» What to work on:
1 - In the microscope essay, what book did a great aunt give the author for a birthday the previous fall?
2 - Turn the paragraph of the microscope essay that begins "First things first." into a short bulleted list that keeps its main facts.
3 - Retype the part of the microscope essay starting at "My abbreviated career" and ending at "a Rubik’s Cube.".

My abbreviated career in science

Along about the age of 12, I received a Gilbert #10 Microscope Set for Christmas. It contained a microscope, test tubes, some dry chemicals and slides, both prepared and blank so you could make your own. My family apparently had high hopes for my intellectual development as a great aunt had gotten me Tales Of Land & Sea, by Joseph Conrad for my birthday the previous fall. Joseph Conrad at 12? That’s like handing an infant a Rubik’s Cube.

First things first. Fireworks were illegal in Indiana, so gunpowder was the first order of business for the chemicals. As this wasn’t a chemistry set, the results were dismal. Gilbert actually made Atomic Energy kits too. Can you imagine? If this stuff was around today, kids would be making miniature IEDs to blow each other off their bicycles. We had a whole lot more fun looking at things through the microscope and looking for things to view under it. Blood was cool as I recall and one of us was always getting dinged or scratched on something. A smear of crushed, glowing firefly butt was interesting too unless you were the firefly. River water was another biggie with all of the miniature monsters swimming into and around each other like they were in a pinball machine. In time, it became harder to find subject matter that we hadn’t seen a hundred times before. Ah, but the raging hormones of puberty were about to save the day.

» Stored data:
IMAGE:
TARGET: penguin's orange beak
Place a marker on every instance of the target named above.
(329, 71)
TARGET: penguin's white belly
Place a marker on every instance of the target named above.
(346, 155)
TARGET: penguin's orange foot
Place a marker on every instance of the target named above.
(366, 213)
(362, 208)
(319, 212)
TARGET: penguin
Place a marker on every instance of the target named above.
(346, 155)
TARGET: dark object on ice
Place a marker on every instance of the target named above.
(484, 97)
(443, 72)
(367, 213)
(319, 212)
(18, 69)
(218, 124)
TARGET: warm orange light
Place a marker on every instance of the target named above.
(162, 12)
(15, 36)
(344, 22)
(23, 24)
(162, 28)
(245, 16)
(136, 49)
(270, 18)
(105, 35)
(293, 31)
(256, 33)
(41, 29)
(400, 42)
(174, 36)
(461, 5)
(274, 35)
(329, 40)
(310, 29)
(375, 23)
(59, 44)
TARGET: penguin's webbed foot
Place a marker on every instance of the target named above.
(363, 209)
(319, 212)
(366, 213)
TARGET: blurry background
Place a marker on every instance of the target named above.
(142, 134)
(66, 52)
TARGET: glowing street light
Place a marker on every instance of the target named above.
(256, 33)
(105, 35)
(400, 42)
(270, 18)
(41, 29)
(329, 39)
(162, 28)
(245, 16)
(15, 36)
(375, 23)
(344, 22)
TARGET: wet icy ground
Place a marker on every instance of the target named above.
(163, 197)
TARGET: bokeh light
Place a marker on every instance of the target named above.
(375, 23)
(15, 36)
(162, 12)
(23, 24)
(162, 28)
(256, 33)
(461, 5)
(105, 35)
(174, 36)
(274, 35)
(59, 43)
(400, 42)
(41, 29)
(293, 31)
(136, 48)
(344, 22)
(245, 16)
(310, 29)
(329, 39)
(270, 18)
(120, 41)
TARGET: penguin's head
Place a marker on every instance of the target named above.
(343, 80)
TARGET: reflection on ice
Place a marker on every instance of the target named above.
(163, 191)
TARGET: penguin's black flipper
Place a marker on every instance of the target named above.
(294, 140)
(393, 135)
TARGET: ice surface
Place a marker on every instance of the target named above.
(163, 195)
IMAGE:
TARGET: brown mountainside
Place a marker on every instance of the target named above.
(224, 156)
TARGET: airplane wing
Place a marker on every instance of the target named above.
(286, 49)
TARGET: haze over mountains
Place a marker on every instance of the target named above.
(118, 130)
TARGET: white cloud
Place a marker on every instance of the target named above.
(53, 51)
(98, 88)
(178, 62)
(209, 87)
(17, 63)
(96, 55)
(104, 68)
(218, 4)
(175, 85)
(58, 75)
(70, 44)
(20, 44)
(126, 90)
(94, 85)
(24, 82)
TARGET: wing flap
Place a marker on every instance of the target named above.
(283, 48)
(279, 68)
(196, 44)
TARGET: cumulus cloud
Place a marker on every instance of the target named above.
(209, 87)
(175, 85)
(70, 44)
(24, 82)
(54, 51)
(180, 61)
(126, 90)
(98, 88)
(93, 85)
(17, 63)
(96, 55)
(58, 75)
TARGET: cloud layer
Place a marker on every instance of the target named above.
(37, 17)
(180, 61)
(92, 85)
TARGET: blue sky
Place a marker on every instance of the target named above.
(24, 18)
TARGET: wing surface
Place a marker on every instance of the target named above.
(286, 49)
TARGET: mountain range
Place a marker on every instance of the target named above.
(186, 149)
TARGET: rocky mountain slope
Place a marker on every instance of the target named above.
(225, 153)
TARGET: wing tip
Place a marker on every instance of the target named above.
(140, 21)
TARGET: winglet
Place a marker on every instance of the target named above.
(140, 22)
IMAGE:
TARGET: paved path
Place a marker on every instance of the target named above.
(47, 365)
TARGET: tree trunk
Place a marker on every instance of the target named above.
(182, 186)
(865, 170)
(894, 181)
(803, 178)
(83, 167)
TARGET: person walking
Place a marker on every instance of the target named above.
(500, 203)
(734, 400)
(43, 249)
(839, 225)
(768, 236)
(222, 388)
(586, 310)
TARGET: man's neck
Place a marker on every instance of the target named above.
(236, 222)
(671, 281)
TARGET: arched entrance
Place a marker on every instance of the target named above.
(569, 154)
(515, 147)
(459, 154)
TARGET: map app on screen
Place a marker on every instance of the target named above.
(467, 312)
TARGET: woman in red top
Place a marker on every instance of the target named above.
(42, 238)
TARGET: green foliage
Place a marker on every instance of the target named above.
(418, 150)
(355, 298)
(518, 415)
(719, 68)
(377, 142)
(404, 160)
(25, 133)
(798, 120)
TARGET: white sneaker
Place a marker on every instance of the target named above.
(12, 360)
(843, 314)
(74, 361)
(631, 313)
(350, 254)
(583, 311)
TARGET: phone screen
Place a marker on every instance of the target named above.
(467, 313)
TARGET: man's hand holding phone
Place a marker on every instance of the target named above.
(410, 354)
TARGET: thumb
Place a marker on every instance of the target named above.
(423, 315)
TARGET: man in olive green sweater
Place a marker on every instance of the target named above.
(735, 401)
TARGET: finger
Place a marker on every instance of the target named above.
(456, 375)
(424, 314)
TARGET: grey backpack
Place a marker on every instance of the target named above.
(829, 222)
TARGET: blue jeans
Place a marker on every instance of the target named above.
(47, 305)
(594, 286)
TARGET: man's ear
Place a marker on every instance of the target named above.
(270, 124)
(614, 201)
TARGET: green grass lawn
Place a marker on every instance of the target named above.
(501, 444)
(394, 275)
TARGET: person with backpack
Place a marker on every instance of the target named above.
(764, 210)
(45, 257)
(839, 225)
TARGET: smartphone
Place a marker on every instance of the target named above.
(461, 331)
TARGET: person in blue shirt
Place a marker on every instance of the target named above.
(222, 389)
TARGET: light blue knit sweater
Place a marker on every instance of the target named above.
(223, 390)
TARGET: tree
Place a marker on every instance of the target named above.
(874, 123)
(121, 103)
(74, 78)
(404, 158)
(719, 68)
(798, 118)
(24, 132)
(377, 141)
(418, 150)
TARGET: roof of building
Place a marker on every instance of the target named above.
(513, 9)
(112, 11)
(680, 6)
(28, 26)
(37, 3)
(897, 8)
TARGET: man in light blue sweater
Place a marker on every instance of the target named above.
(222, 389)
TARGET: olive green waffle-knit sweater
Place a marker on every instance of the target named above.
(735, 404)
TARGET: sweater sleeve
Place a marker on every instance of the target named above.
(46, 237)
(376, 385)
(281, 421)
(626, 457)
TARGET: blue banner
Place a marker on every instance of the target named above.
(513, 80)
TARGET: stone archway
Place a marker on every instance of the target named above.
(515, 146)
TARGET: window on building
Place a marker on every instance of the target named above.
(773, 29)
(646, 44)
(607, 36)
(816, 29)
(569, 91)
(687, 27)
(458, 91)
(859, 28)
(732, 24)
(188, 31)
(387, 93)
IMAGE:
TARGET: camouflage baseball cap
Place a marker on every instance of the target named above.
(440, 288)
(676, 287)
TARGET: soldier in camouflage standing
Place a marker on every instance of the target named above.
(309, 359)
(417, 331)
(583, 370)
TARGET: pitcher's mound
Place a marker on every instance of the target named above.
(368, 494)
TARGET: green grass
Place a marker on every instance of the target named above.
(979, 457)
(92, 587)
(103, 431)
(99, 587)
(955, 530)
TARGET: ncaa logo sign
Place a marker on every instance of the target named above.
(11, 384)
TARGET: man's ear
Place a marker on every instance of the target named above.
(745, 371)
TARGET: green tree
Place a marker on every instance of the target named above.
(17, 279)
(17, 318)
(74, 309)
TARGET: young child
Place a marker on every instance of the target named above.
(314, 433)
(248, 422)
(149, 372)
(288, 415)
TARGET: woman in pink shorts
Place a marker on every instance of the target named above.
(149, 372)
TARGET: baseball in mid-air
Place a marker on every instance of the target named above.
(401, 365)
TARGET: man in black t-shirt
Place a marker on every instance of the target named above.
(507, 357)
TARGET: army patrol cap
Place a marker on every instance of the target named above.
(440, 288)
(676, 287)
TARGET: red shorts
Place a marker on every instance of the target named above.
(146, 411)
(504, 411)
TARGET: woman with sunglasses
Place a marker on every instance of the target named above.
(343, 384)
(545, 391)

» Worked answers:
1 - Tales Of Land & Sea, by Joseph Conrad.

2 -
- Fireworks were illegal in Indiana, so the first try with the chemicals was making gunpowder, with dismal results because the kit wasn't a chemistry set.
- Gilbert also made Atomic Energy kits.
- Looking at things under the microscope, and hunting for new things to view, was much more fun.
- Subjects included blood from scrapes and scratches, a smear of crushed glowing firefly, and river water full of tiny swimming creatures.
- Over time, finding something not already seen many times grew harder, until puberty was about to save the day.

3 -
My abbreviated career in science

Along about the age of 12, I received a Gilbert #10 Microscope Set for Christmas. It contained a microscope, test tubes, some dry chemicals and slides, both prepared and blank so you could make your own. My family apparently had high hopes for my intellectual development as a great aunt had gotten me Tales Of Land & Sea, by Joseph Conrad for my birthday the previous fall. Joseph Conrad at 12? That’s like handing an infant a Rubik’s Cube.